- [Problem description] Rewrite the paragraph starting "The presence of intricate global cell regulation mechanisms" from the abstract on bacterial transcriptional regulation below as a short bulleted list, keeping its main facts.

- [Document excerpt]

◆ ◆ ◆

Abstract

The presence of intricate global cell regulation mechanisms may be one reason for the exceptional environmental and evolutionary success of microbes. Promoters, the cis-acting signals, are responsive to several stimuli related to growth, stress and substrate specificity. Their response is mediated by a wide variety of trans-acting regulators that sense the environment and the physiological state of the cell and adjust the transcription of specific genes. One of the main transcriptional regulation webs operates in the transition from affluent to barren conditions, with sigmaS being the chief actor in a company of players that stage a competition for the sparsely available RNA polymerase molecules. In this role, sigmaS may be assisted by several factors, including nucleoid-related proteins and metabolites. In addition, the levels of sigmaS itself are regulated by mechanisms that include inactivation and degradation. Several transcription factors, belonging to different regulatory pathways, may operate in the same promoter. In such a case, the final transcriptional output depends both on the interplay of effectors and on the properties of the recruitment of the effector-RNA polymerase complex to the promoter. RNA polymerase itself is also capable of establishing selective interactions with activators and specific promoter regions through the carboxy-terminal domain of its alpha subunit (alphaCTD). Transcriptional regulation controls pervade such crucial events in the life of bacterial cells as Escherichia coli cell division, Bacillus subtilis sporulation and Caulobacter crescentus differentiation. These examples suggest that bacteria have been particularly inventive in adapting gene expression regulation to survive under a diversity of environments and have done so by exploiting the malleable molecular mechanisms involved in transcription, developing complexities that may match those found in eukaryotic cells.

◆ ◆ ◆

- [Study material]
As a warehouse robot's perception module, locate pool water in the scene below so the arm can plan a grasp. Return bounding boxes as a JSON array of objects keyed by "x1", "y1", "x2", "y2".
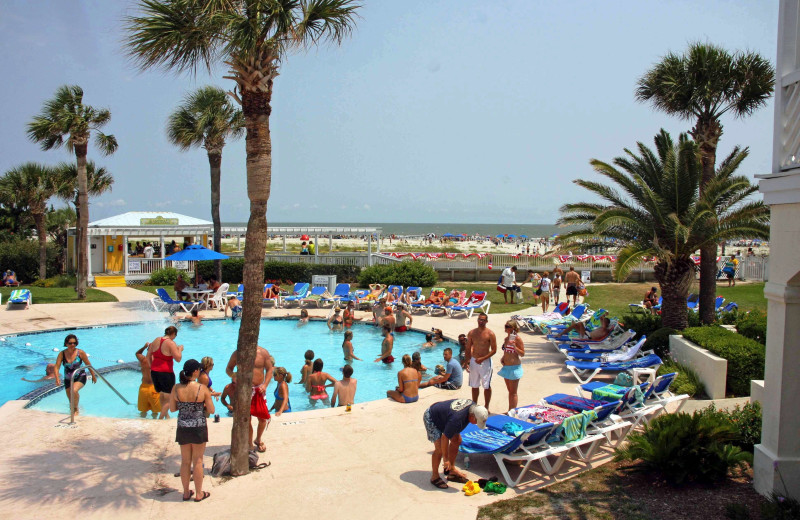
[{"x1": 0, "y1": 319, "x2": 458, "y2": 417}]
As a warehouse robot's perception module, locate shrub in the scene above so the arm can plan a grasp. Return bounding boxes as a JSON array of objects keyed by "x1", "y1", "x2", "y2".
[
  {"x1": 642, "y1": 327, "x2": 677, "y2": 359},
  {"x1": 683, "y1": 326, "x2": 766, "y2": 397},
  {"x1": 197, "y1": 258, "x2": 361, "y2": 284},
  {"x1": 147, "y1": 267, "x2": 183, "y2": 286},
  {"x1": 358, "y1": 261, "x2": 439, "y2": 287},
  {"x1": 0, "y1": 239, "x2": 61, "y2": 283},
  {"x1": 615, "y1": 413, "x2": 752, "y2": 484},
  {"x1": 736, "y1": 311, "x2": 767, "y2": 345},
  {"x1": 658, "y1": 358, "x2": 706, "y2": 397},
  {"x1": 697, "y1": 402, "x2": 761, "y2": 453}
]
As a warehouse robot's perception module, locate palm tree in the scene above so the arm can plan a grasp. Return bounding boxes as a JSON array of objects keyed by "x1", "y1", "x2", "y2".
[
  {"x1": 28, "y1": 85, "x2": 118, "y2": 300},
  {"x1": 127, "y1": 0, "x2": 360, "y2": 475},
  {"x1": 636, "y1": 43, "x2": 775, "y2": 323},
  {"x1": 0, "y1": 166, "x2": 58, "y2": 280},
  {"x1": 559, "y1": 130, "x2": 769, "y2": 330},
  {"x1": 167, "y1": 86, "x2": 244, "y2": 280}
]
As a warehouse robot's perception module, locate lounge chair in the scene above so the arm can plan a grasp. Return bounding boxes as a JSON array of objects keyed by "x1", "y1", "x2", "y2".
[
  {"x1": 281, "y1": 282, "x2": 309, "y2": 306},
  {"x1": 150, "y1": 287, "x2": 203, "y2": 314},
  {"x1": 6, "y1": 289, "x2": 33, "y2": 309},
  {"x1": 565, "y1": 354, "x2": 663, "y2": 383},
  {"x1": 445, "y1": 291, "x2": 492, "y2": 318}
]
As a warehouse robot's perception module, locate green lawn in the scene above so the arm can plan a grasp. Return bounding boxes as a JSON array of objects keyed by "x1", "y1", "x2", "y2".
[
  {"x1": 584, "y1": 282, "x2": 767, "y2": 316},
  {"x1": 0, "y1": 285, "x2": 117, "y2": 305}
]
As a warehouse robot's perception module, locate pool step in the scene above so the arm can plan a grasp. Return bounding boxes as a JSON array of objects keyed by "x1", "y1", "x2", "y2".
[{"x1": 94, "y1": 275, "x2": 126, "y2": 287}]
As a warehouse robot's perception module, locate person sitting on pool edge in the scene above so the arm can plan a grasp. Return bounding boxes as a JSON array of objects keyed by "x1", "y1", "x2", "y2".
[{"x1": 386, "y1": 354, "x2": 420, "y2": 403}]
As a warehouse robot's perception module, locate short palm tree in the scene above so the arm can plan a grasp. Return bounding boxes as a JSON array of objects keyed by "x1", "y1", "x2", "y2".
[
  {"x1": 559, "y1": 130, "x2": 769, "y2": 330},
  {"x1": 127, "y1": 0, "x2": 360, "y2": 475},
  {"x1": 167, "y1": 86, "x2": 244, "y2": 280},
  {"x1": 636, "y1": 43, "x2": 775, "y2": 323},
  {"x1": 28, "y1": 85, "x2": 117, "y2": 300},
  {"x1": 0, "y1": 162, "x2": 58, "y2": 280}
]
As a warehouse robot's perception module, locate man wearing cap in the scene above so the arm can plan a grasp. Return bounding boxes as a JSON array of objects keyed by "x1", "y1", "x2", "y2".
[{"x1": 422, "y1": 399, "x2": 489, "y2": 489}]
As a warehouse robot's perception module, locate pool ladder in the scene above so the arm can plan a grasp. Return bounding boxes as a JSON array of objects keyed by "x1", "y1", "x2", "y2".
[{"x1": 69, "y1": 365, "x2": 132, "y2": 424}]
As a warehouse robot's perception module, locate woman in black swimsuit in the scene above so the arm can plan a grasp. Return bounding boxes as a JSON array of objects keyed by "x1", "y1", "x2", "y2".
[{"x1": 56, "y1": 334, "x2": 97, "y2": 415}]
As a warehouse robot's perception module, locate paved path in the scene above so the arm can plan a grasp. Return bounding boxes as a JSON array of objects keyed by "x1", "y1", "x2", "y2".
[{"x1": 0, "y1": 289, "x2": 624, "y2": 520}]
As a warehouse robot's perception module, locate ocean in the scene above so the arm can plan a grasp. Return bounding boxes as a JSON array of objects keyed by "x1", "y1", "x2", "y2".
[{"x1": 222, "y1": 222, "x2": 563, "y2": 238}]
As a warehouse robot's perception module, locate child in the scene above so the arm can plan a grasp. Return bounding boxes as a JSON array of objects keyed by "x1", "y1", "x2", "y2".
[{"x1": 272, "y1": 367, "x2": 292, "y2": 417}]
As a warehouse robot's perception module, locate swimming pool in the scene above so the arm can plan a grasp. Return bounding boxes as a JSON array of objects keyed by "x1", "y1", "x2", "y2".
[{"x1": 0, "y1": 319, "x2": 458, "y2": 417}]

◆ ◆ ◆

- [Your solution]
- Intricate global cell regulation may be one reason microbes succeed so well environmentally and evolutionarily.
- Promoters (cis-acting signals) respond to stimuli tied to growth, stress and substrate specificity, through trans-acting regulators that sense the environment and the cell's physiological state and adjust transcription of specific genes.
- A main regulatory web acts in the shift from affluent to barren conditions. There sigmaS leads a competition for scarce RNA polymerase, aided by factors such as nucleoid-related proteins and metabolites.
- SigmaS levels are themselves controlled, including by inactivation and degradation.
- Several transcription factors from different pathways may act on one promoter. The output then depends on how the effectors interact and how the effector-RNA polymerase complex is recruited.
- RNA polymerase can interact selectively with activators and promoter regions through its alpha subunit's carboxy-terminal domain (alphaCTD).
- Transcriptional controls run through key events such as E. coli cell division, B. subtilis sporulation and C. crescentus differentiation.
- Bacteria have inventively adapted gene regulation to survive diverse environments by exploiting malleable transcription mechanisms. The resulting complexity may match that of eukaryotic cells.